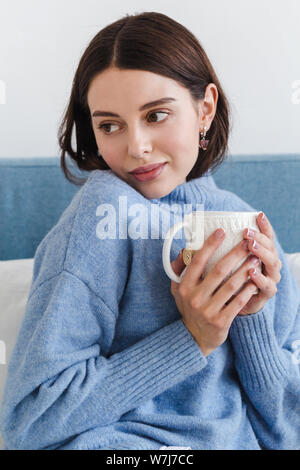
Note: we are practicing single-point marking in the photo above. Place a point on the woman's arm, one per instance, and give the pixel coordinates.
(60, 382)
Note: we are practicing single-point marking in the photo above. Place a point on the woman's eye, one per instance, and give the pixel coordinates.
(105, 126)
(157, 112)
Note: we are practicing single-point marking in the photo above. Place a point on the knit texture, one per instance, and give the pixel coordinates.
(103, 359)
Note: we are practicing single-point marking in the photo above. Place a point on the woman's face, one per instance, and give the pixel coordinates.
(130, 134)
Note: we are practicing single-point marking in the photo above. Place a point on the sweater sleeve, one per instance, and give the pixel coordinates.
(60, 382)
(266, 359)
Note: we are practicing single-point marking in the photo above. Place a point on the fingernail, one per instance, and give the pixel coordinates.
(263, 218)
(250, 233)
(245, 244)
(219, 233)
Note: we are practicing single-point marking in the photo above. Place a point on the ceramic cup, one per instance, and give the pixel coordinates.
(198, 226)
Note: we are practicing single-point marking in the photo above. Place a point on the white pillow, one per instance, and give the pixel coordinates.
(16, 276)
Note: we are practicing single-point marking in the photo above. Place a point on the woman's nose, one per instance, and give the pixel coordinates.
(138, 143)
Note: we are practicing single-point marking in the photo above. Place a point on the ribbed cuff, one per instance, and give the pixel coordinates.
(259, 359)
(153, 365)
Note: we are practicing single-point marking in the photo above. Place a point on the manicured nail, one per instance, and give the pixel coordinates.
(254, 245)
(219, 233)
(250, 233)
(262, 217)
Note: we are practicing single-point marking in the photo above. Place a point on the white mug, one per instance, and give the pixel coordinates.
(198, 226)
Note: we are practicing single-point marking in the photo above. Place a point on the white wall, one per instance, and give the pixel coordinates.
(254, 46)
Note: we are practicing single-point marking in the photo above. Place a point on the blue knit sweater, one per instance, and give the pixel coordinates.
(103, 359)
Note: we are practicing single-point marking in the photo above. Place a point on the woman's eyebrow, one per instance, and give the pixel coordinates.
(145, 106)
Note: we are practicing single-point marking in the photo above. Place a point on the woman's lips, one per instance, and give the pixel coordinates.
(149, 175)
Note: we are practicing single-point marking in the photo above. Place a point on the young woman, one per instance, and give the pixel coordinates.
(111, 355)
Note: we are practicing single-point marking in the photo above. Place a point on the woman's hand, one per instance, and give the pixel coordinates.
(263, 246)
(204, 303)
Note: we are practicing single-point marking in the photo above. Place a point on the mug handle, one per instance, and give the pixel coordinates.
(167, 250)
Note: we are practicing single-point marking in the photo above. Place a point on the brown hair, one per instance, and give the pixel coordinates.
(152, 42)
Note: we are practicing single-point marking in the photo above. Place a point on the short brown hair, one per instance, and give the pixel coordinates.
(152, 42)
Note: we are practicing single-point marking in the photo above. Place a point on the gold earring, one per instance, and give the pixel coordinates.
(203, 142)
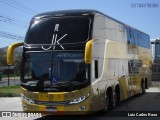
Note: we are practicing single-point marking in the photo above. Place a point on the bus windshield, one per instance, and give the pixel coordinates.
(65, 30)
(47, 69)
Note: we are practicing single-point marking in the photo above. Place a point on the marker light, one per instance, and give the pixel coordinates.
(28, 100)
(80, 99)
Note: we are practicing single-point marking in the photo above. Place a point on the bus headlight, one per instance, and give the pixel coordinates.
(80, 99)
(26, 99)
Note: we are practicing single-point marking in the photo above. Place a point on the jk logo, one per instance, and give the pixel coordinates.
(55, 41)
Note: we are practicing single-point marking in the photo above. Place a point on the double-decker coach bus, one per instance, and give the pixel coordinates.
(81, 60)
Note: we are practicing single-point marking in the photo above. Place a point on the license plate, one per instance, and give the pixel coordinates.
(51, 109)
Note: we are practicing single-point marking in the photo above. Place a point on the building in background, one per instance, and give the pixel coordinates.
(155, 45)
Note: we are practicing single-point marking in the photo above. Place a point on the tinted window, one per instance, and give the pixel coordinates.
(61, 29)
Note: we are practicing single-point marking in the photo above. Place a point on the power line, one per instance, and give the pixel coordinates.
(10, 36)
(22, 6)
(18, 6)
(13, 21)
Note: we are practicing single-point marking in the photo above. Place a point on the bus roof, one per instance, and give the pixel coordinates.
(77, 12)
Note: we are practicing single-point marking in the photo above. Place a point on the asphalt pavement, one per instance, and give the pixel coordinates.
(12, 81)
(150, 102)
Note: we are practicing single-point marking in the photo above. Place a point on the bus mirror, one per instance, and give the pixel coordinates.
(10, 52)
(88, 52)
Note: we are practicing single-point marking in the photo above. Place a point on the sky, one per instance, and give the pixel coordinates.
(15, 15)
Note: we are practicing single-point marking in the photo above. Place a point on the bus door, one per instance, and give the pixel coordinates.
(95, 90)
(132, 87)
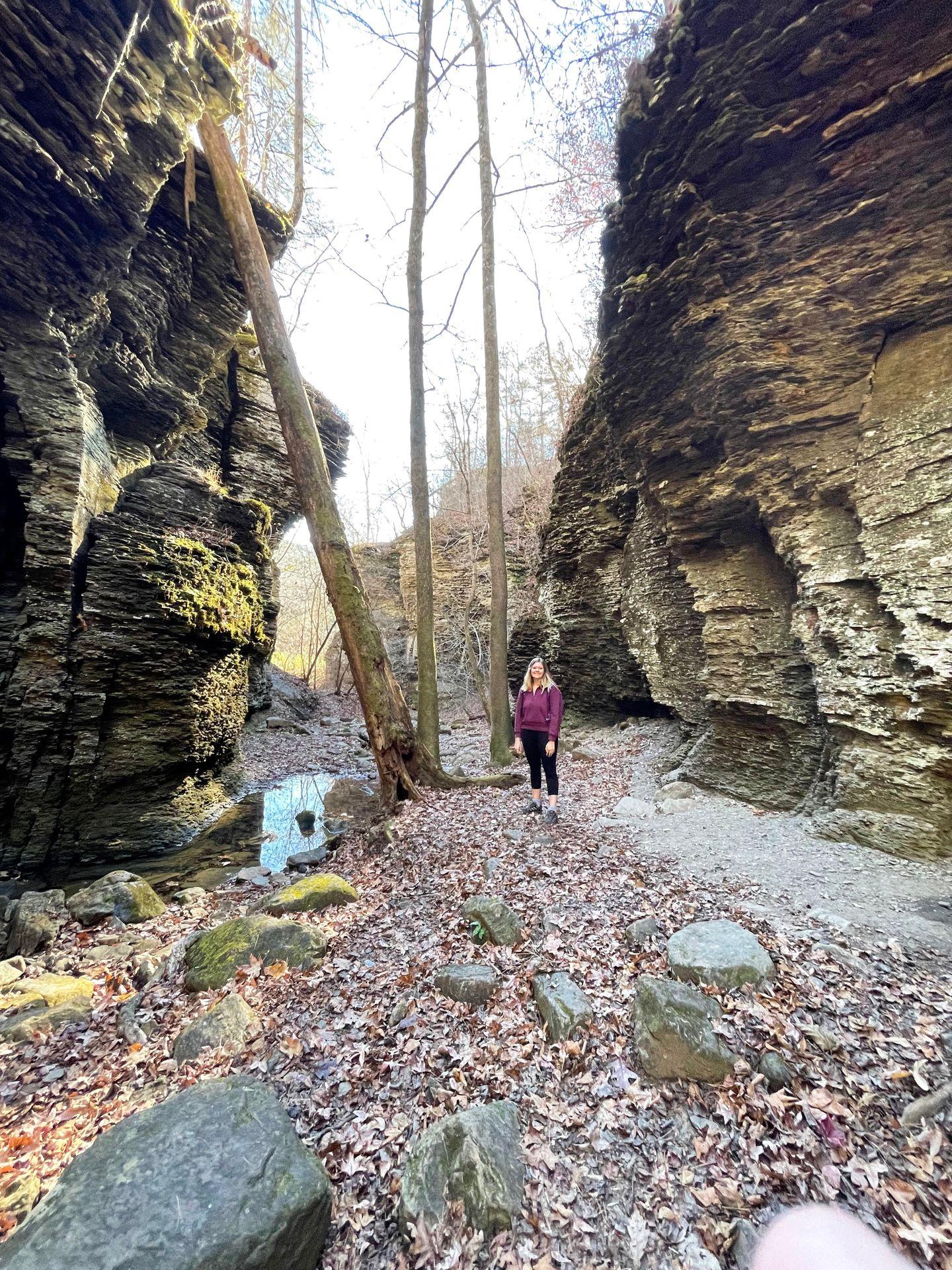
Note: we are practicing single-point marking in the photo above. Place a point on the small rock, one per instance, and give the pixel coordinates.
(253, 872)
(215, 1176)
(630, 810)
(640, 931)
(473, 982)
(226, 1025)
(11, 970)
(307, 859)
(474, 1159)
(34, 921)
(18, 1194)
(673, 1033)
(190, 896)
(496, 919)
(118, 894)
(216, 955)
(775, 1071)
(564, 1006)
(721, 952)
(313, 893)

-------------------------

## HOW TO COMPLETE THIS TASK
Reproduce the lines above exactly, please, but not the pictures in them.

## RESPONSE BOX
Note: we are practicing single-point marking in the photo above. Place a point on the woman's arm, one per instance, and give the pixel coordinates.
(60, 382)
Note: we are practicing single-point marking in the photo above. Place a point on the woman's eye, one per instance, and give the pixel coordinates.
(105, 126)
(157, 112)
Note: we are practicing single-point marking in the photo above. Place a point on the knit texture, one per instance, and give the pixel coordinates.
(103, 359)
Note: we are practicing single-point marking in the photo above. Place a point on the woman's face, one per instance, and give the pixel coordinates.
(130, 134)
Note: we are practicing single-point marking in the photo above. Place a point on the sweater sleeve, one per instance, and give the pixel coordinates.
(60, 382)
(266, 359)
Note: we are practicing single-point marking in the photo above. Place a point on the fingernail, one per instance, and give the pixel coordinates.
(263, 218)
(250, 233)
(245, 244)
(219, 233)
Note: we are practicing single-point marking in the photo above. Place a point on the ceramic cup, one per instance, and give the pixel coordinates.
(198, 226)
Note: we are practicing single-point marking in the photo above. Place a point on the white pillow, one per instance, and give the pixel coordinates.
(16, 276)
Note: we are practicing single-point marking in the photo above. Place a point on the woman's nose, one per instance, and give the pixel coordinates.
(138, 143)
Note: we are practicing single-point marking in the photo above. Place a point on the ribbed cuff, one per instance, and give the pixel coordinates.
(259, 359)
(153, 365)
Note: we are practicing single-point marking in the photo above. Place a point on the manicured nail, one per instance, and give the pixel coordinates.
(254, 245)
(219, 233)
(250, 233)
(262, 217)
Note: we are practicing single-point marking in the photo above. Place a point on the white mug, one per instance, and give the pixel coordinates.
(198, 226)
Note: we are practicing single-point marking in the photo above. Place a point on the white wall, one per instance, and give the pixel coordinates.
(254, 46)
Note: we are practicing single-point marking in the photo above. Place a point on the blue knit sweater, one per instance, and give the pixel coordinates.
(103, 359)
Note: we are practicing single-point marking in the photo above. Place a point on the woman's eyebrow, one per instance, and give the pixel coordinates.
(145, 106)
Note: we are practicing single-point marking in the photo above. Place a point on the woman's lips, one per instance, and give the pixel coordinates.
(149, 175)
Note: we are practicing single-point marking in the photo above. Place a point on the young woman, one per instance, and give the pixel coordinates.
(111, 355)
Note: we are practicing single-point marking in the photo above. Place a point on the woman's hand, one per instance, and give the pixel coordinates.
(263, 246)
(204, 303)
Note: we are practicing single-point marking in the photo above. Place a point on the mug handle, one per instance, and give the pixel coordinates.
(167, 250)
Note: we are practicing single-point marking in the photo above. Place a point on the brown hair, one per instance, and give the pixel coordinates.
(152, 42)
Note: we are practicing single-point marking in the photo above. Place a point on the short brown hair, one per instance, and give the pixel coordinates.
(152, 42)
Note: we are practicing single-point marking in the photo above. Place a point on the gold earring, one per instance, and give the pixel coordinates.
(203, 142)
Note: we are practicing single-point marking in the photo above. Place a point on the bus windshield, one per instance, and give the pixel coordinates.
(65, 30)
(47, 69)
Note: we are practicing single-point marking in the photo above. Place a point on the marker light, one per instance, and give the pixel coordinates.
(28, 100)
(80, 99)
Note: we are practicing single-point marking in the photo above. Place a point on the bus headlight, one per instance, and give the pixel coordinates.
(80, 99)
(26, 99)
Note: we are practicing single-point marking in the photo above. Place a point on the jk logo, one per instance, and give the pixel coordinates.
(55, 41)
Note: we are practicing single-point marking in the photo above. Place a point on the double-decker coach bus, one per instance, and give the pixel coordinates.
(81, 60)
Note: we are practicing single-point marking in the photo above. Place a point on the license plate, one per instance, and give the pixel coordinates.
(51, 109)
Note: we are practicing single-point marking in the photo above. Place a point on the building in background, one per instance, and give the pixel coordinates.
(155, 45)
Note: we are practicing single-point marking in the photo above. Place a point on the tinted window, one per instance, and give the pixel coordinates.
(61, 29)
Note: we are practicing single-point marking in the photo above. Place a point on the power line, one per instance, and give the pixel coordinates.
(10, 36)
(22, 6)
(18, 6)
(13, 21)
Note: we are practicing single-point marking in the photo above. Place a point on the bus roof, one per instance, and give the pixel coordinates.
(77, 12)
Note: we are practicing single-point marking in the photo above. Place a point on the asphalt pavement, one per instance, and give the pixel coordinates.
(12, 81)
(150, 102)
Note: we are practicing single-point marking in the photo above. Place a point on the bus mirror, one per instance, and give the pixel coordinates.
(10, 52)
(88, 52)
Note: we are practicing single-point marking in the photo above. Place a point on the sky, one per instance, and give the pixel coordinates.
(15, 15)
Note: we are practicing single-point marking in the photo above. Place a point on the bus door, one per instance, and give the pixel coordinates.
(95, 90)
(132, 87)
Note: we are practicing single-point marking in the photo above. Place a point on the small rock, one per instance, and give the pixel coordinates.
(253, 872)
(215, 1176)
(630, 810)
(640, 931)
(473, 982)
(226, 1025)
(11, 970)
(307, 859)
(474, 1159)
(34, 921)
(18, 1194)
(673, 1033)
(190, 896)
(496, 919)
(118, 894)
(216, 955)
(775, 1071)
(564, 1006)
(721, 952)
(313, 893)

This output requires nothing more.